BEGIN DATA TO PROCESS

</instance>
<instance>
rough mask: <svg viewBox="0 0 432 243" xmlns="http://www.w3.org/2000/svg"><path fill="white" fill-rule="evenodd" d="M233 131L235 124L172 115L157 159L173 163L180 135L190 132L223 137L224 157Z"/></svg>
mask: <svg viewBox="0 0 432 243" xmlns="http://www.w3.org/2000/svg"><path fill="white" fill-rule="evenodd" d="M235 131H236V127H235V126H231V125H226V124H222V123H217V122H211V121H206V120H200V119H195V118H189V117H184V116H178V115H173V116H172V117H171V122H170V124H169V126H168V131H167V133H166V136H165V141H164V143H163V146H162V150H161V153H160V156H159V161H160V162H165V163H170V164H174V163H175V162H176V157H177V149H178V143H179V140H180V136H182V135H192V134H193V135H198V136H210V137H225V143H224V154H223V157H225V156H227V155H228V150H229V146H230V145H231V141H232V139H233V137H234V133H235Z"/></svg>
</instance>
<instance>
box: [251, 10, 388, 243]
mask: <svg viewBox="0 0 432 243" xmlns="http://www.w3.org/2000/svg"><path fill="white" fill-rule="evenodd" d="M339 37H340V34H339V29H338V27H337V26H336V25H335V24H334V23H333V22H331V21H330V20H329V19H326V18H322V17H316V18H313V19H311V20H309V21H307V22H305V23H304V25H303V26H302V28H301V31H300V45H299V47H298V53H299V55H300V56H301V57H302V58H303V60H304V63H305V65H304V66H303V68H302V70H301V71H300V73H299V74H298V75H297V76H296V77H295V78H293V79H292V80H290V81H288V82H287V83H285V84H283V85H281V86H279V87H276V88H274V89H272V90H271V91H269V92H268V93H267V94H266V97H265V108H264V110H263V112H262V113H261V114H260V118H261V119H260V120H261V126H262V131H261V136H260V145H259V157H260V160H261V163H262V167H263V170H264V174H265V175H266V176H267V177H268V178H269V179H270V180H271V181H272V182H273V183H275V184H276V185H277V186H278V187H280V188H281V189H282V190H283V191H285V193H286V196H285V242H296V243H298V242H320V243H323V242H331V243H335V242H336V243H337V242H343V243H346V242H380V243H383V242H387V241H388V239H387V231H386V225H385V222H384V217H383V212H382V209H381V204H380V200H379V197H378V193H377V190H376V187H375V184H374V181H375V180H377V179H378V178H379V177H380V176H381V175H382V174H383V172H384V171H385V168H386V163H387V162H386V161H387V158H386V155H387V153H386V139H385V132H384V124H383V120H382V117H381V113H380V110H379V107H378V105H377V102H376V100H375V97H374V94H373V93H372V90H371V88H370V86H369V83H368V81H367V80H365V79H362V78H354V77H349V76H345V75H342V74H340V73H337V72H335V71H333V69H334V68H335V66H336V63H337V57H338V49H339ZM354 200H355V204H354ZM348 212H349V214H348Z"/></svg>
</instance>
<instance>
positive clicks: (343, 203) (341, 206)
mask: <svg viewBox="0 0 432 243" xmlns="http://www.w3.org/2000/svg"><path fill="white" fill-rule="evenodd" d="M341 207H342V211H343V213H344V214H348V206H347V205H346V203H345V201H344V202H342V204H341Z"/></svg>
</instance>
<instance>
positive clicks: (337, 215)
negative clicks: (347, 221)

END DATA TO PROCESS

§ **WHAT YOU ARE ASKED TO DO**
Nothing in the entries above should differ when you return them in full.

§ **RESULT FOR THIS TASK**
</instance>
<instance>
rough mask: <svg viewBox="0 0 432 243" xmlns="http://www.w3.org/2000/svg"><path fill="white" fill-rule="evenodd" d="M233 131L235 124L172 115L157 159L173 163L180 135L190 132L223 137L224 157Z"/></svg>
mask: <svg viewBox="0 0 432 243" xmlns="http://www.w3.org/2000/svg"><path fill="white" fill-rule="evenodd" d="M235 131H236V127H235V126H231V125H226V124H222V123H217V122H211V121H206V120H200V119H195V118H189V117H184V116H178V115H173V116H172V117H171V122H170V124H169V126H168V131H167V133H166V136H165V141H164V143H163V146H162V150H161V153H160V156H159V161H160V162H165V163H170V164H174V163H175V162H176V157H177V149H178V143H179V140H180V136H182V135H192V134H193V135H198V136H210V137H225V143H224V154H223V157H225V156H227V155H228V150H229V146H230V145H231V141H232V139H233V137H234V133H235Z"/></svg>
</instance>
<instance>
box: [251, 10, 388, 243]
mask: <svg viewBox="0 0 432 243" xmlns="http://www.w3.org/2000/svg"><path fill="white" fill-rule="evenodd" d="M339 37H340V34H339V29H338V27H337V26H336V25H335V24H334V23H333V22H331V21H330V20H329V19H326V18H322V17H316V18H313V19H311V20H309V21H307V22H305V23H304V25H303V26H302V28H301V31H300V45H299V47H298V53H299V55H300V56H301V57H302V58H303V60H304V63H305V65H304V66H303V68H302V70H301V71H300V73H299V74H298V75H297V76H296V77H295V78H293V79H292V80H290V81H288V82H287V83H285V84H283V85H281V86H279V87H276V88H274V89H272V90H271V91H269V92H268V93H267V94H266V97H265V108H264V110H263V112H262V113H261V114H260V118H261V119H260V120H261V126H262V131H261V136H260V145H259V157H260V160H261V163H262V167H263V170H264V174H265V175H266V176H267V177H268V178H269V179H270V180H271V181H272V182H273V183H275V184H276V185H277V186H278V187H280V188H281V189H282V190H283V191H285V193H286V196H285V242H296V243H298V242H320V243H323V242H331V243H335V242H336V243H337V242H343V243H346V242H380V243H383V242H387V241H388V239H387V231H386V225H385V222H384V217H383V212H382V209H381V204H380V200H379V197H378V193H377V190H376V187H375V184H374V181H375V180H377V179H378V178H379V177H380V176H381V175H382V174H383V172H384V171H385V168H386V163H387V162H386V161H387V158H386V155H387V153H386V139H385V132H384V124H383V120H382V117H381V113H380V110H379V107H378V105H377V102H376V100H375V97H374V94H373V93H372V90H371V88H370V86H369V83H368V81H367V80H365V79H362V78H354V77H349V76H345V75H342V74H340V73H337V72H335V71H333V69H334V68H335V66H336V63H337V57H338V49H339ZM354 200H355V204H354ZM348 212H349V214H348Z"/></svg>
</instance>
<instance>
positive clicks: (343, 203) (341, 206)
mask: <svg viewBox="0 0 432 243" xmlns="http://www.w3.org/2000/svg"><path fill="white" fill-rule="evenodd" d="M341 207H342V211H343V213H344V214H348V206H347V205H346V203H345V201H344V202H342V204H341Z"/></svg>
</instance>
<instance>
positive clicks: (337, 215)
negative clicks: (347, 221)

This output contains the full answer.